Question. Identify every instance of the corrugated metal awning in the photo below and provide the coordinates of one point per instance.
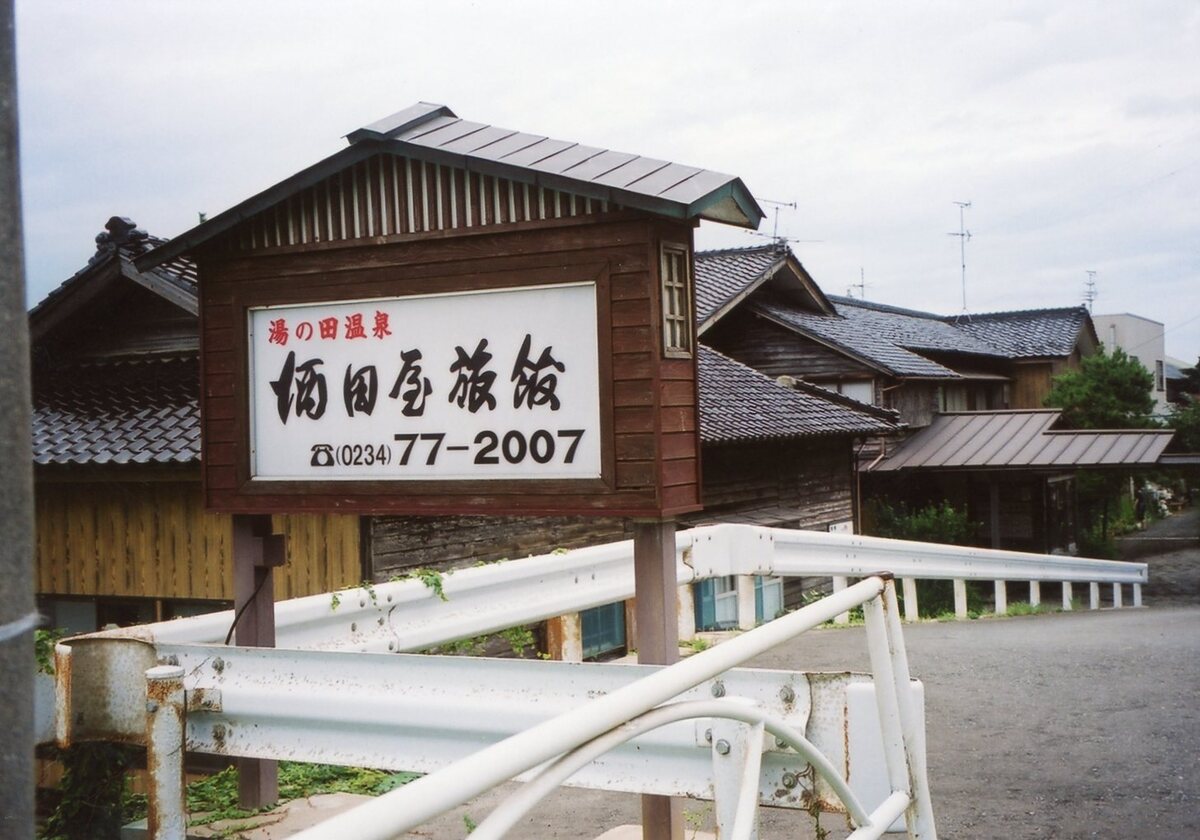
(1021, 441)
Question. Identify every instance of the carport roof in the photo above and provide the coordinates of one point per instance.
(1021, 441)
(432, 132)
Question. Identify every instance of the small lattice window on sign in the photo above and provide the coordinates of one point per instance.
(676, 303)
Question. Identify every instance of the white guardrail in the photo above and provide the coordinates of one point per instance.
(701, 729)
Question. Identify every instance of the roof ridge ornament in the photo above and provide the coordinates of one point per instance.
(119, 231)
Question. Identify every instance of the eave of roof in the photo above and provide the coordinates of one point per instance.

────────────────

Work to complete
Give exactly, and nothing besides, the lines from the one in which "Question. Identify every instance of the roof" occurs through the end of the records.

Task answer
Question. Identify every instance of the roof ridge ornament in the photo above and provide the coordinates of one point per instance.
(119, 231)
Question. Identify every instance of the eave of roof in the photo above and provide the coordinates of one point per instance.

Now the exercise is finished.